C Program For Merge Sort Using Divide And Conquer

Merge Sort is a highly efficient, comparison-based sorting algorithm that utilizes the divide and conquer paradigm. In this article, you will learn how to implement Merge Sort in C, understanding its underlying principles and practical application.

Problem Statement

The fundamental problem is to efficiently sort a given array of elements into a specific order (ascending or descending). For large datasets, naive sorting algorithms become prohibitively slow, necessitating more advanced techniques like Merge Sort that offer better time complexity.

Example

Consider an unsorted array: [38, 27, 43, 3, 9, 82, 10]

After applying Merge Sort, the array will be sorted in ascending order: [3, 9, 10, 27, 38, 43, 82]

Background & Knowledge Prerequisites

To understand and implement Merge Sort effectively, readers should have a grasp of:

• Basic C Programming: Arrays, functions, loops, and conditional statements.
• Recursion: Merge Sort inherently relies on recursive function calls.
• Divide and Conquer Paradigm: The conceptual approach of breaking down a problem into smaller, similar subproblems, solving them, and then combining their solutions.

Use Cases or Case Studies

Merge Sort is a versatile algorithm used in various scenarios due to its stability and guaranteed O(n log n) time complexity.

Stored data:
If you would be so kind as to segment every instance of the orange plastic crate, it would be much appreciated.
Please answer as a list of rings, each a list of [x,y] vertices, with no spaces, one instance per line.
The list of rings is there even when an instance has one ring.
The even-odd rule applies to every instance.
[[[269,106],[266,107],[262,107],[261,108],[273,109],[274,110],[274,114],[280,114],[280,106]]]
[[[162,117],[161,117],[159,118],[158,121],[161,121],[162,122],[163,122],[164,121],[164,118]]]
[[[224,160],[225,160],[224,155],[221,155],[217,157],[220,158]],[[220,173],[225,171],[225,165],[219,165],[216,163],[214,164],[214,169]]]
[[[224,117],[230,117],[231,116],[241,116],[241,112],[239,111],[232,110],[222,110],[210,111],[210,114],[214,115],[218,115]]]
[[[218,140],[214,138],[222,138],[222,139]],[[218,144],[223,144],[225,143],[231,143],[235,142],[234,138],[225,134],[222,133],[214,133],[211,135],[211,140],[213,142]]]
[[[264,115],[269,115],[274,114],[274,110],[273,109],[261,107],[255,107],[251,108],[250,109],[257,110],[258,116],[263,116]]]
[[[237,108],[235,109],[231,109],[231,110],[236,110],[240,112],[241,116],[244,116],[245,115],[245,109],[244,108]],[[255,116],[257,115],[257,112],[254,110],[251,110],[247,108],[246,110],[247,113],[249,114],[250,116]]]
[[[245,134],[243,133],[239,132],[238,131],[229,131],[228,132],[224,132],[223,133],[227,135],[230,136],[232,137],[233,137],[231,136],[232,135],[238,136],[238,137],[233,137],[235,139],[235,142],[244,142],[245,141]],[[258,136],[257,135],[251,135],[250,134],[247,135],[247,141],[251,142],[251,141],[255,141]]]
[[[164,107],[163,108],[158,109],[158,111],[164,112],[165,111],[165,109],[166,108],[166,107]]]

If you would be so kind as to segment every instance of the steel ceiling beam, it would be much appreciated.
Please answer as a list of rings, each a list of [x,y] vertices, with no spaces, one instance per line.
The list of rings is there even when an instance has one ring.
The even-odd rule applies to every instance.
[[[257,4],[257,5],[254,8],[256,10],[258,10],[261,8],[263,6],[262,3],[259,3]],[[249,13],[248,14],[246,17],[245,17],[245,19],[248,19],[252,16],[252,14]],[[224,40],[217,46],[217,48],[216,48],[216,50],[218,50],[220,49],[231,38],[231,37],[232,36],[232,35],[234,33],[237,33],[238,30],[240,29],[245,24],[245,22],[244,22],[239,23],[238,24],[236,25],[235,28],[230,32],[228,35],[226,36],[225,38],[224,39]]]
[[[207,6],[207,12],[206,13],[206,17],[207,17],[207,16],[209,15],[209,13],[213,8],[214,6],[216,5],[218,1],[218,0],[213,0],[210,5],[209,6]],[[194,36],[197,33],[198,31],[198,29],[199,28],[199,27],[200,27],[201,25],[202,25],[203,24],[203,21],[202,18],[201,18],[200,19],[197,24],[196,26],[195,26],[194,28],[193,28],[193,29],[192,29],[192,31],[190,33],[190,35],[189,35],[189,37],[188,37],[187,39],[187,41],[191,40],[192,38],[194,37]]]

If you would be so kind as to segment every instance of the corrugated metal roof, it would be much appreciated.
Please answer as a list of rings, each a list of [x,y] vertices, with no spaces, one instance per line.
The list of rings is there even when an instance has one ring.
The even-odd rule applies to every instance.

→ PROBLEMS AND TASKS
a) Using the merge sort article, decide whether each statement agrees with it: (i) Merge Sort is described as a comparison-based sorting algorithm; (ii) the example array ends up sorted in descending order; (iii) recursion is presented as optional for Merge Sort. Answer yes or no for each and quote the words of the article that decide it.
b) Extend the merge sort article from the point at which it stops.

→ RESULTS IN ORDER
a)
(i) Yes: "Merge Sort is a highly efficient, comparison-based sorting algorithm"
(ii) No: "the array will be sorted in ascending order: [3, 9, 10, 27, 38, 43, 82]"
(iii) No: "Merge Sort inherently relies on recursive function calls."

b)
• External Sorting: When data to be sorted is too large to fit into RAM, Merge Sort can process chunks of data, sort them, and then merge the sorted chunks from disk.
• Parallel Sorting: Its divide and conquer nature makes it well-suited for parallel implementations, as subarrays can be sorted independently.
• Inversion Count Problem: Used as a building block for algorithms that count inversions in an array.
• Linked List Sorting: Unlike Quick Sort, Merge Sort can sort linked lists efficiently without requiring random access to elements, making it an ideal choice.
• Stable Sorting Requirement: When the relative order of equal elements must be preserved, Merge Sort is preferred over algorithms like Quick Sort.

Solution Approaches

Merge Sort works by recursively dividing an unsorted list into n sublists, each containing one element (a list of one element is considered sorted), and then repeatedly merging sublists to produce new sorted sublists until there is only one sorted list remaining.

Approach 1: The Divide Step (mergeSort function)

The mergeSort function implements the "divide" part of the algorithm. It takes an array and divides it into two halves, then recursively calls itself on each half until individual elements are reached.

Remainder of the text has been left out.